*Exercise brief:*
Retype the listing below line for line, keeping every character unchanged.
-- Extracted entries start --
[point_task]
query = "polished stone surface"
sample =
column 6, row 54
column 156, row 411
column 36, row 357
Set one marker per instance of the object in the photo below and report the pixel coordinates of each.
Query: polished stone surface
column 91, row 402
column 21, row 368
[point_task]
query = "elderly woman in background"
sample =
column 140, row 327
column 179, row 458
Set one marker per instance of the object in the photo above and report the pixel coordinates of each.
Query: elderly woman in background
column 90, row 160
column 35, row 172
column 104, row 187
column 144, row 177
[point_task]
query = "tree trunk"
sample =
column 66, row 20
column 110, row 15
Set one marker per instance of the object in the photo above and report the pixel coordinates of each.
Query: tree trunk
-- Extracted entries end --
*Response to the exercise:*
[point_task]
query = "polished stone surface"
sample =
column 6, row 54
column 156, row 411
column 36, row 357
Set one marker per instance of the object in the photo below and report the pixel coordinates of each.
Query: polished stone surface
column 91, row 402
column 21, row 368
[point_task]
query = "elderly woman in background"
sample =
column 140, row 327
column 179, row 458
Set one marker per instance of the object in the photo above and report the pixel coordinates of each.
Query: elderly woman in background
column 90, row 160
column 35, row 172
column 104, row 187
column 144, row 177
[point_task]
query = "tree trunk"
sample =
column 66, row 20
column 110, row 15
Set one marker per instance of the object in the photo above and report the pixel coordinates of each.
Query: tree trunk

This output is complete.